[WHAT THE TASK ASKS] Given the records underneath, please repeat exactly the lines from the line with "point: plant shadow, one" through the line with "point: shirt collar, one", passing over any picture.

[DATASET EXCERPTS]

[Start of Attachment]

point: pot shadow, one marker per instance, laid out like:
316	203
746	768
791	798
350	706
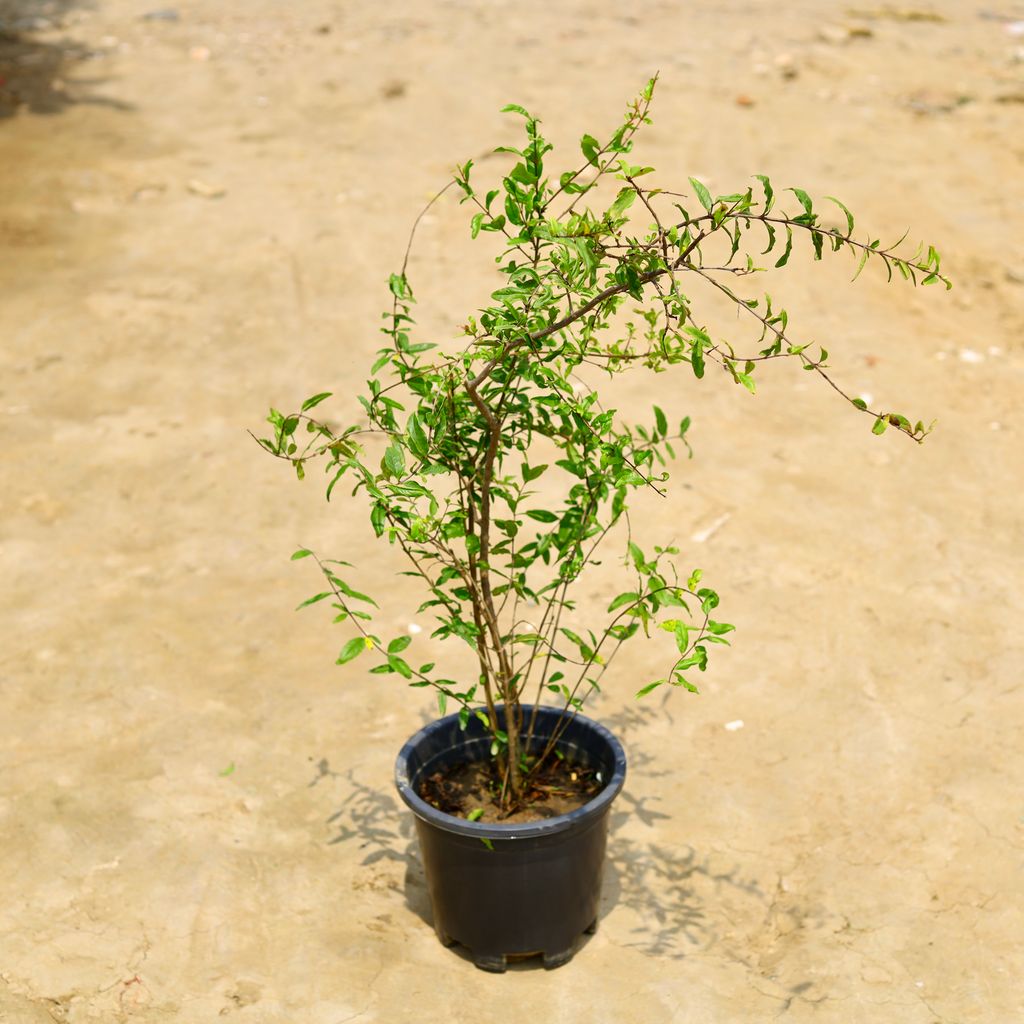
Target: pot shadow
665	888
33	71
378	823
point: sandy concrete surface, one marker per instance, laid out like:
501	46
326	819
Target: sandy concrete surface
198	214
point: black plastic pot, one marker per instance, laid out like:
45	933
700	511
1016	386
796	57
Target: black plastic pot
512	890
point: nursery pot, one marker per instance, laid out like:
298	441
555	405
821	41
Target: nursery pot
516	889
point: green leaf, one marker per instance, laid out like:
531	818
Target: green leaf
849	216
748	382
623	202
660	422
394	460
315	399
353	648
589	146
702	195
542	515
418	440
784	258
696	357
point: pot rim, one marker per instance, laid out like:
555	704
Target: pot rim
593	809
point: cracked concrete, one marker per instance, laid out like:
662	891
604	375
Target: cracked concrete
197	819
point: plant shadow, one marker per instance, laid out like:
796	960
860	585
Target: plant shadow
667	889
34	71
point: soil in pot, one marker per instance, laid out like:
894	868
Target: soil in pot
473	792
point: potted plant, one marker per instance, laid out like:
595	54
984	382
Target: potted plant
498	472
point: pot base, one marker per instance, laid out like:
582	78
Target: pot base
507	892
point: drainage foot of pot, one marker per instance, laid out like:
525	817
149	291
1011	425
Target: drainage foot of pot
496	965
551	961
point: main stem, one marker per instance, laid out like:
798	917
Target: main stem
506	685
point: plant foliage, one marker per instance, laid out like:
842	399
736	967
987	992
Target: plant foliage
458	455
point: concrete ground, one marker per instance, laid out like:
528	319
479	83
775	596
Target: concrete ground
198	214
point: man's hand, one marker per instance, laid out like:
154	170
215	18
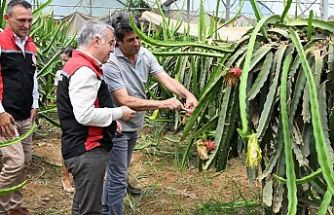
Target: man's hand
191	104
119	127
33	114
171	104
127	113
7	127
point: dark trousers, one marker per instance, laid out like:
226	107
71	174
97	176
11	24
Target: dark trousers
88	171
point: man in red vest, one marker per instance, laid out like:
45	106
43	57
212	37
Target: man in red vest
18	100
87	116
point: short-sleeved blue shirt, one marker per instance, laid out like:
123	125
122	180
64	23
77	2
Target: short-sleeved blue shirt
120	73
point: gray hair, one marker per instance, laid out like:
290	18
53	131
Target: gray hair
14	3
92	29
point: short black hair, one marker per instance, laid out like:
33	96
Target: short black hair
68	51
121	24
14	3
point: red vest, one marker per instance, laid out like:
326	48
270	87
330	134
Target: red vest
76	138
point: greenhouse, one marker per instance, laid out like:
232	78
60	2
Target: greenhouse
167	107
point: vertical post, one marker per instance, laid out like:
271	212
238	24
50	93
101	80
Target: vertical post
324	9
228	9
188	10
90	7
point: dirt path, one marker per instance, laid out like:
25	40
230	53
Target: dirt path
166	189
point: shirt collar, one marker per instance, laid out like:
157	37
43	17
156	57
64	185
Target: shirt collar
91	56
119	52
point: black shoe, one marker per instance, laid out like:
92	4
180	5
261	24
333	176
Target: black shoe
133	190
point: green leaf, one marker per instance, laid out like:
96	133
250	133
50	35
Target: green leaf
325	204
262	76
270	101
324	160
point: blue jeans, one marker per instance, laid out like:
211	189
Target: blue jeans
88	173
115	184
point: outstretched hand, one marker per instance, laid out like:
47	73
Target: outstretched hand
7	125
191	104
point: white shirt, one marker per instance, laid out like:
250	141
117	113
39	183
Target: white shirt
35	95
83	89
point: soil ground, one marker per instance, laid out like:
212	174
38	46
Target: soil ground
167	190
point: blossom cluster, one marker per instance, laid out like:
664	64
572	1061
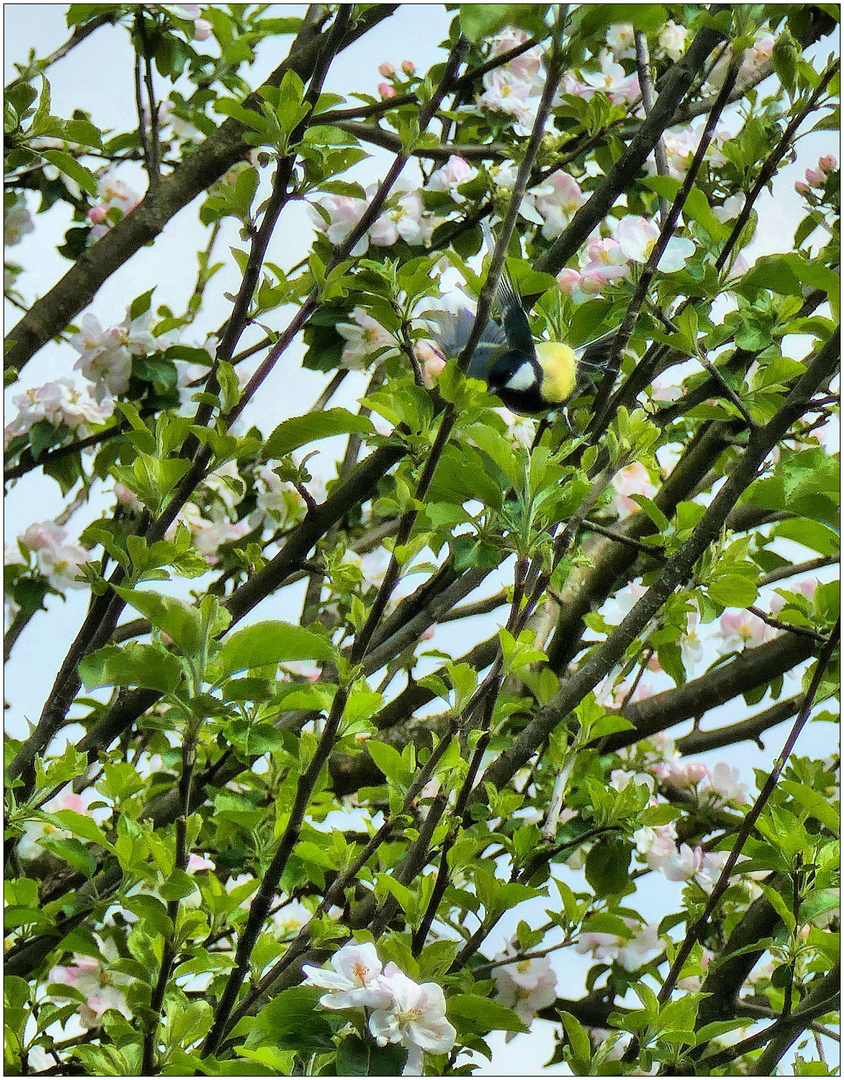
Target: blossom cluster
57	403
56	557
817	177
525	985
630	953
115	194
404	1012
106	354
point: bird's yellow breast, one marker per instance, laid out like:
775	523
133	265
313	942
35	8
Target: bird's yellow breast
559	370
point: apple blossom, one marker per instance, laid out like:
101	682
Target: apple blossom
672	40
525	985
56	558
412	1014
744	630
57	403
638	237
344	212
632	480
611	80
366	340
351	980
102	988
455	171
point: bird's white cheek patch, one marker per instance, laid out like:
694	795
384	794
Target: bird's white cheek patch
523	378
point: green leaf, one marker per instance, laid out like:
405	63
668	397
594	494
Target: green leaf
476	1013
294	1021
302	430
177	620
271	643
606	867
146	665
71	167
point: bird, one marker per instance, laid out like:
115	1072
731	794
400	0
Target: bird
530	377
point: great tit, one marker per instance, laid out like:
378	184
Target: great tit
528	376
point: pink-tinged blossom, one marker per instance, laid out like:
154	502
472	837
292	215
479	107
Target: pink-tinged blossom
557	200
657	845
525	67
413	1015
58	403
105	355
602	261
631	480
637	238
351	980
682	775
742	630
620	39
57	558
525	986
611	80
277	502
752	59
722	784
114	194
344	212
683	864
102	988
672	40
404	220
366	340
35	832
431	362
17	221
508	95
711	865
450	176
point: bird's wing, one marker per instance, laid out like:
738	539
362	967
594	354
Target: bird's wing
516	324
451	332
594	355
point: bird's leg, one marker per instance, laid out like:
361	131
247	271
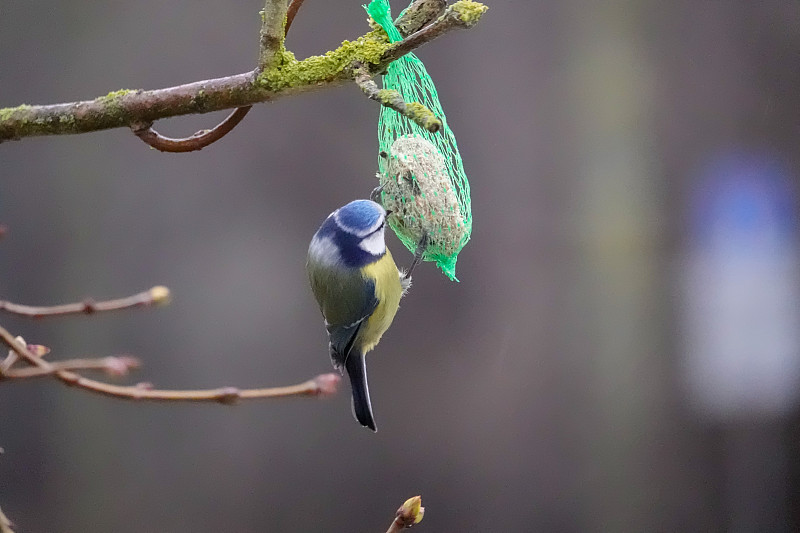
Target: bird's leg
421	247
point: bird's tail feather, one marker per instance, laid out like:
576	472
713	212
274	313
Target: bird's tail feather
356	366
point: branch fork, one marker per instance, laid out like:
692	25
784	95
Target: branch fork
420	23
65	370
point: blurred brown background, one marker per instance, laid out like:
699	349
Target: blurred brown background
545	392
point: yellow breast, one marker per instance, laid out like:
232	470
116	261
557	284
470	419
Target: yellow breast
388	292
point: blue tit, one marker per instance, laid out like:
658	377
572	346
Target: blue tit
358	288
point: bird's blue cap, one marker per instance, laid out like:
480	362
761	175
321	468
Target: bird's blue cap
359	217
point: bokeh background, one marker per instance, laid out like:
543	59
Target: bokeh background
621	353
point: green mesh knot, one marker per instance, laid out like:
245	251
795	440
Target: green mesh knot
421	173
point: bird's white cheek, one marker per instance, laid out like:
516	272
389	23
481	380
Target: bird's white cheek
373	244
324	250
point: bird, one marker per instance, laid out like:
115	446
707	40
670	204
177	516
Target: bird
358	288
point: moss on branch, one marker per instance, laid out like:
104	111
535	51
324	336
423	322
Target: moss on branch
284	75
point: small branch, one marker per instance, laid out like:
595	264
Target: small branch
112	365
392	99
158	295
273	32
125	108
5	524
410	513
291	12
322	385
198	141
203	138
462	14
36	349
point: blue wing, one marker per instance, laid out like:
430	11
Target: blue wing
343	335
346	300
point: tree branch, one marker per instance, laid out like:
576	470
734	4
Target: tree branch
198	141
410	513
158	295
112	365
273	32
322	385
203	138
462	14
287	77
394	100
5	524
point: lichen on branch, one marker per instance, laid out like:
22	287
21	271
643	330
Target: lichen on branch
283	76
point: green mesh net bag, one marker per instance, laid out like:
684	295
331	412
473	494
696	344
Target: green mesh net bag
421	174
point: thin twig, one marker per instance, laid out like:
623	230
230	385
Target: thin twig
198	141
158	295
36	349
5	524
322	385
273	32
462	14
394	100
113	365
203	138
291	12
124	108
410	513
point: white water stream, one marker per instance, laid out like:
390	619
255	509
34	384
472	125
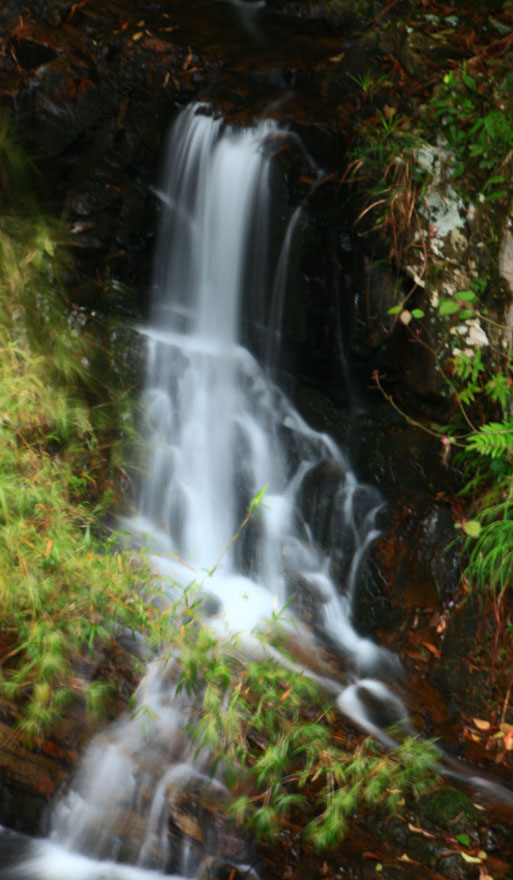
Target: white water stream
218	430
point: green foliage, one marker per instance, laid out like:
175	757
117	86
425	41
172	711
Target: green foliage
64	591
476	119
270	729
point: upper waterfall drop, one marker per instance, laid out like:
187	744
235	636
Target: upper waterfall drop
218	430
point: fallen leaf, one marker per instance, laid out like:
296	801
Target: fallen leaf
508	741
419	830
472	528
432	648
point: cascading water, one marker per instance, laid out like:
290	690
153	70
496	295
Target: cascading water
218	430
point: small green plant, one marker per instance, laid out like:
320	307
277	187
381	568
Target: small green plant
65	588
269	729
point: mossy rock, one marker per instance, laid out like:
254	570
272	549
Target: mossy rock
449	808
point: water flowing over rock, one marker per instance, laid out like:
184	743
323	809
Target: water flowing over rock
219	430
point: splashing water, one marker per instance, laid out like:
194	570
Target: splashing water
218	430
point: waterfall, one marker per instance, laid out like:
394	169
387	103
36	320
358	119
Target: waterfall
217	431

[End of Attachment]

[EXERCISE ANSWER]
point: plant shadow, one marker per instance, laid out like:
796	960
860	585
Target: plant shadow
667	889
34	71
point: soil in pot, one marker per instance, laid out like:
894	868
Target: soil in pot
473	792
point: potted plant, one marker per instance, laid out like:
595	54
984	382
Target: potted plant
498	472
point: pot base, one marker per instance, laid out like:
582	78
Target: pot base
507	892
point: drainage foot of pot, one marker per instance, laid out like:
525	817
149	291
1011	425
Target: drainage foot of pot
496	965
551	961
point: main stem, one marker per instance, laid out like:
798	917
Target: main stem
506	685
point: plant foliage, one marker per instance, laid out like:
842	399
736	967
987	992
Target: plant foliage
458	455
point: concrete ground, one marker per instance, laid out like:
528	319
479	83
775	596
Target: concrete ground
198	214
point: man's hand, one marker per instance, laid out like:
154	170
215	18
Target: man's hand
191	104
119	127
33	114
171	104
127	113
7	127
point: dark trousers, one marker per instance, laid out like:
226	107
71	174
97	176
11	24
Target: dark trousers
88	171
point: man in red vest, one marker per instance, laid out like:
45	106
43	57
212	37
Target: man in red vest
18	100
87	116
point: short-sleeved blue shirt, one marker per instance, laid out like:
123	125
122	180
64	23
77	2
Target: short-sleeved blue shirt
120	73
point: gray hair, one marker per instance, laid out like:
290	18
53	131
Target: gray hair
14	3
92	29
point: short black hair, one marker per instance, laid out like:
33	96
Target: short black hair
68	51
121	24
14	3
point: red vest, one marker per instance, laid out like:
326	48
270	87
330	134
Target: red vest
76	138
point: greenhouse, one marker per instance, laid out like:
232	78
60	2
Target: greenhouse
167	107
point: vertical post, one marker per instance, laid out like:
271	212
238	24
50	93
101	80
Target: vertical post
324	9
228	9
188	10
90	7
point: dirt path, one marker per instance, laid out like:
25	40
230	53
Target: dirt path
166	189
point: shirt collar, one marker per instance, laid out like:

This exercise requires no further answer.